(WATCH) Search for Spies


(Originally aired: Feb. 5, 2023)

We’ve long reported about the need to protect American technology amid Chinese efforts to steal it. But today’s cover story makes the case for the possibility that the way we’re doing it is causing more harm than good and leading to innocent scientists being charged as spies. As the Chinese proverb says, “A bad beginning makes a bad ending.”

The following is a transcript of a report from “Full Measure with Sharyl Attkisson.” Watch the video by clicking the link at the end of the page.

Physicist Xiaoxing Xi says his rude awakening came early one morning in May of 2015.

Xiaoxing Xi: These armed agents, you know, with their gun drawn and they’re running into the house and running around and yell, “FBI, FBI.” And so they ordered my wife and two daughters coming out of their bedrooms with their hands raised, and it was very, very scary.

Xi says he couldn’t imagine what he’d done wrong. At the end of a two-hour interrogation at FBI offices in Philadelphia, the agents finally answered his question about why he was arrested.

Xi: And that’s when they told me — for having made a device called a “pocket heater” for my Chinese collaborator, which was totally false, and I knew it could never, it could not possibly be true.

Sharyl: What thoughts went through your mind?

Xi: Well, the very first word I uttered was, “That’s absurd.”

The FBI accused Xi of sending colleagues in China sensitive information about a superconductor device called a “pocket heater.” Temple University removed him as chair of its physics department, and his nightmare was officially underway.

But it turns out the FBI was mixed up. Actually, Xi’s communications with his Chinese colleagues were disclosed, perfectly legal, and had nothing to do with pocket heaters.

Sharyl: Did you ever figure out how the government got confused and thought that you were working on a pocket heater instead of what you were really working on?

Xi: What we do know is that the FBI agent who investigated my case made up evidence, and he was told that I was not talking about the pocket heater before he went ahead and charged me. My legal team contacted top experts in my research field, and they provided affidavits. We gave them all my communications with my Chinese collaborators. And they look at them, and they say, “Well, all these emails are not about pocket heater. They are about the research of his own.” And so my lawyer made a presentation to the government, and then a few weeks after that, they dropped the case.

• Your goal
In the report on the arrest of physicist Xiaoxing Xi, what did Temple University do to him after the FBI accused him? This data has no connection to the report.

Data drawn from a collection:
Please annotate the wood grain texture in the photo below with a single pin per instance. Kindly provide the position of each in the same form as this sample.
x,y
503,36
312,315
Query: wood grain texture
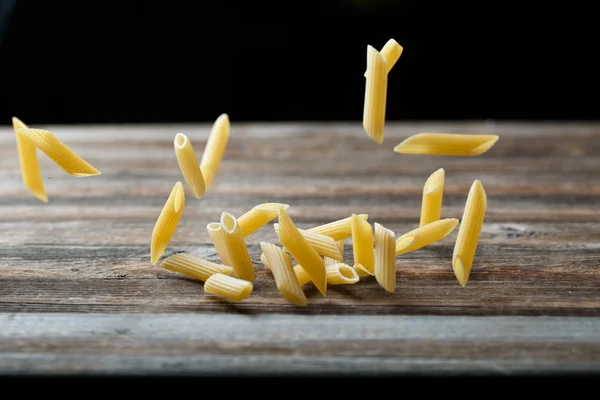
x,y
87,251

• Answer to this problem
Temple University removed him as chair of its physics department.